• _BRIEF_
Your job is to restate each entry word for word.

=-=-=-=-=

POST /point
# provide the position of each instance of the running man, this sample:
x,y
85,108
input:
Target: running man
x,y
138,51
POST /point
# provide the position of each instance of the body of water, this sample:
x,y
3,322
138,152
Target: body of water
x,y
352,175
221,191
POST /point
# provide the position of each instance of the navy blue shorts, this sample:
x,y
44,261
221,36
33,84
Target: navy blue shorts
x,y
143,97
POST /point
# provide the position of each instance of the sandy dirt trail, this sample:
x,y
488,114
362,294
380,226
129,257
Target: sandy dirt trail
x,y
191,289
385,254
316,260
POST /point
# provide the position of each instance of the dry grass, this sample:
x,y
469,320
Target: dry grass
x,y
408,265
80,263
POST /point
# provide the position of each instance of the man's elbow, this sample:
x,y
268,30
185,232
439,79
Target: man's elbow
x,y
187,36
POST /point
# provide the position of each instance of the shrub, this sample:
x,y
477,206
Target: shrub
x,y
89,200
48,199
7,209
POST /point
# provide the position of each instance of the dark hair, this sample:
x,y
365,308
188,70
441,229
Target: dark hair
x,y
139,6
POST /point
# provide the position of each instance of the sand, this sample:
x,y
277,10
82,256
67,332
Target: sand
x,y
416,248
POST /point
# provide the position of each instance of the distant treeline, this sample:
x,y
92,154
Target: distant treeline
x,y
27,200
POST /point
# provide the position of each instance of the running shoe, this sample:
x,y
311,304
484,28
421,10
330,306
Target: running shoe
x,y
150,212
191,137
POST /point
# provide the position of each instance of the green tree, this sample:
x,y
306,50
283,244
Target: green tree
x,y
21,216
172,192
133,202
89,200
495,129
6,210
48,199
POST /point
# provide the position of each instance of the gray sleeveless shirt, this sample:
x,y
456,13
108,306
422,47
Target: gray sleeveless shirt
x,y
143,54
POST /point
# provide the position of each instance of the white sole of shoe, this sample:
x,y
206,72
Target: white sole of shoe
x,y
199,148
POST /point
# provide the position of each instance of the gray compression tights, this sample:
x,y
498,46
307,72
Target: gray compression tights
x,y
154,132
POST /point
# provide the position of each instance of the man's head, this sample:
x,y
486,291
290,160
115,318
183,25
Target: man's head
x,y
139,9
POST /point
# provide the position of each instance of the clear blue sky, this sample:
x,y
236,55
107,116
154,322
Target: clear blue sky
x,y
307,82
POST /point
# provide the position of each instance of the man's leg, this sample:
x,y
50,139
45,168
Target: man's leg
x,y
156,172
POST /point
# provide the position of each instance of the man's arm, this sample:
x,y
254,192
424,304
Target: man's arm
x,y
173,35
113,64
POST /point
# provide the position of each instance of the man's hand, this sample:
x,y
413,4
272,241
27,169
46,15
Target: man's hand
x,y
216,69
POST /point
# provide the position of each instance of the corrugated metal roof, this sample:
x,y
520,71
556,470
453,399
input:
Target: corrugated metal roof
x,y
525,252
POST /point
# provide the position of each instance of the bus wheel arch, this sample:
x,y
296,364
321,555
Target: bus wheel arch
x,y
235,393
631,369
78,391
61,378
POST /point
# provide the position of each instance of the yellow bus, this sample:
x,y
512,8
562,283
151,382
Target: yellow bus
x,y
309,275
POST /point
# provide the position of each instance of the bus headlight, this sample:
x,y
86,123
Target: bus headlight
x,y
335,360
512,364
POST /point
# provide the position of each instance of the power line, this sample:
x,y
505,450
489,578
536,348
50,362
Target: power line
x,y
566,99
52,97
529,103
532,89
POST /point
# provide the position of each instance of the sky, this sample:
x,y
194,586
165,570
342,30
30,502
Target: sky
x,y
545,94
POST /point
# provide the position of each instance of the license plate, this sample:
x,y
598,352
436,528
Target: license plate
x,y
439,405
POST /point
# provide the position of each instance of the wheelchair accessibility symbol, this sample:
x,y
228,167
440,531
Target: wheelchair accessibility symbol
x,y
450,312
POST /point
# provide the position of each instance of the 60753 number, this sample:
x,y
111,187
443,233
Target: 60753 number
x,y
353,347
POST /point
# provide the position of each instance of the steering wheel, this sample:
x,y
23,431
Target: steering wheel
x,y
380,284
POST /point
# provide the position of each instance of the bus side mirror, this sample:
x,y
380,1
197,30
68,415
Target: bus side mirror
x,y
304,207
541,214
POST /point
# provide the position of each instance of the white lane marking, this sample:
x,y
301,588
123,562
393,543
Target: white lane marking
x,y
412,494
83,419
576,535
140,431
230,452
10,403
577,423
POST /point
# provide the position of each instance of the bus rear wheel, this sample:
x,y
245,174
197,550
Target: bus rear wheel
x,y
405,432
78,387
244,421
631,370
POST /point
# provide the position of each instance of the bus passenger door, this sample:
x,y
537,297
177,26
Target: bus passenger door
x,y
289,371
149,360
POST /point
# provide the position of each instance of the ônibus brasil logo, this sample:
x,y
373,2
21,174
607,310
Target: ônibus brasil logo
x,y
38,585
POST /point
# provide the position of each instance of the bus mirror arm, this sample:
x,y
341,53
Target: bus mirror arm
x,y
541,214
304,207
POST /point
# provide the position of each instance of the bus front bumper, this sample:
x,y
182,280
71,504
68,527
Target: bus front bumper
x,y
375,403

=-=-=-=-=

• _WRITTEN REPLY_
POST /point
# provide the position of each instance of the running man, this sample:
x,y
85,108
input:
Target: running man
x,y
138,51
POST /point
# provide the position of each instance of the body of water, this sample:
x,y
3,322
138,152
Target: body of water
x,y
352,175
221,191
POST /point
# provide the position of each instance of the navy blue shorts, this sample:
x,y
44,261
221,36
33,84
Target: navy blue shorts
x,y
143,97
POST /point
# provide the position of each instance of the sandy dirt trail, this sample:
x,y
488,114
362,294
380,226
129,257
Target: sandy dirt trail
x,y
191,289
385,254
316,260
POST /point
# provide the position of each instance of the dry grass, this sample:
x,y
469,320
Target: dry grass
x,y
408,265
80,263
POST /point
# provide the position of each instance of the man's elbow, this sample:
x,y
268,30
185,232
439,79
Target: man's elbow
x,y
187,36
POST /point
# provide the position of each instance of the shrub, this sample:
x,y
477,206
Target: shrub
x,y
89,200
48,199
7,209
POST /point
# provide the position of each instance of the dark hair, this sample:
x,y
365,308
188,70
441,229
Target: dark hair
x,y
139,6
POST /point
# provide the position of each instance of the sand, this sample:
x,y
277,10
82,256
67,332
Target: sand
x,y
416,248
POST /point
# provide the position of each instance of the distant treeline, this sample:
x,y
92,154
Target: distant treeline
x,y
27,200
POST /point
# provide the position of each instance of the running shoe, this sample:
x,y
311,304
484,28
421,10
330,306
Target: running shoe
x,y
150,212
191,137
POST /point
# provide the position of each instance of the green tree, this sample:
x,y
306,50
283,244
Target: green tree
x,y
21,216
172,192
133,202
89,200
495,129
6,210
48,199
POST /point
# provide the position of each instance of the gray sleeveless shirt, this sample:
x,y
456,13
108,306
422,47
Target: gray sleeveless shirt
x,y
143,54
POST /point
# provide the position of each instance of the white sole of shoe, this sample:
x,y
206,72
Target: white sole of shoe
x,y
199,148
POST /point
# provide the position of each instance of the gray compression tights, this sample:
x,y
498,46
307,72
Target: gray compression tights
x,y
154,132
POST /point
# provide the position of each instance of the man's head, this sample:
x,y
486,291
290,160
115,318
183,25
Target: man's head
x,y
139,9
POST /point
# provide the position of each instance of the clear blue sky, this sample:
x,y
236,55
107,116
154,322
Target: clear blue sky
x,y
307,82
POST /point
# provide the position of each instance of the man's leg, this sample:
x,y
50,139
45,168
Target: man's leg
x,y
156,172
POST /point
# provide the position of each instance of the man's arm, this sample:
x,y
254,192
424,304
Target: man's arm
x,y
173,35
113,64
POST /point
# provide the position of each instance of the man's hand, this sample:
x,y
413,4
272,241
27,169
46,15
Target: man's hand
x,y
216,69
POST /point
# provide the position of each instance of the corrugated metal roof, this sample:
x,y
520,71
556,470
453,399
input:
Target: corrugated metal roof
x,y
525,252
POST /point
# provide the position of each instance of the bus wheel arch, this sample:
x,y
296,364
321,555
Target: bus wheel arch
x,y
235,393
631,369
78,391
61,378
POST /point
# provide the position of each instance of the yellow bus, this sample:
x,y
512,8
562,283
151,382
Target: yellow bus
x,y
309,275
POST /point
# provide the position of each instance of the bus headlight, this sample:
x,y
86,123
Target: bus headlight
x,y
335,360
512,364
POST /point
# provide the position of each instance of the power line, this sample:
x,y
505,450
489,578
536,348
50,362
Target: power line
x,y
566,99
52,97
529,103
532,89
POST /point
# provide the position of each instance of the sky, this sample:
x,y
194,586
165,570
342,30
30,502
Target: sky
x,y
545,94
POST /point
# provide the position of each instance of the license plate, this sample:
x,y
598,352
436,528
Target: license plate
x,y
439,405
POST /point
# provide the position of each instance of the wheelchair accessibility symbol, this sample:
x,y
228,167
440,531
Target: wheelchair accessibility symbol
x,y
450,312
POST /point
# provide the position of each instance of the 60753 number, this sample:
x,y
111,187
443,233
Target: 60753 number
x,y
353,347
POST /point
# provide the position of each instance of the steering wheel, this sample:
x,y
23,431
Target: steering wheel
x,y
380,284
POST /point
# provide the position of each instance of the bus side mirror, this sample:
x,y
380,1
197,30
68,415
Target: bus side mirror
x,y
304,207
541,214
POST /point
# provide the position of each instance of the white lane marking, this sample:
x,y
301,588
123,562
393,543
Target: white lane marking
x,y
412,494
83,419
576,535
140,431
230,452
10,403
577,423
POST /point
# provide the position of each instance of the bus rear wheel, this sample:
x,y
245,174
197,550
Target: bus rear wheel
x,y
405,432
78,387
244,421
631,370
POST /point
# provide the position of each instance of the bus passenger door, this sample:
x,y
537,297
177,26
Target: bus passenger door
x,y
289,371
149,360
POST /point
# provide the position of each instance of the ônibus brasil logo, this sample:
x,y
373,2
21,174
607,310
Target: ônibus brasil logo
x,y
38,585
POST /point
# provide the position of each instance of the bus mirror arm, this sample:
x,y
341,53
Target: bus mirror arm
x,y
541,214
304,207
POST /point
# provide the position of each instance of the bus front bumper, this sample:
x,y
182,280
71,504
68,527
Target: bus front bumper
x,y
375,403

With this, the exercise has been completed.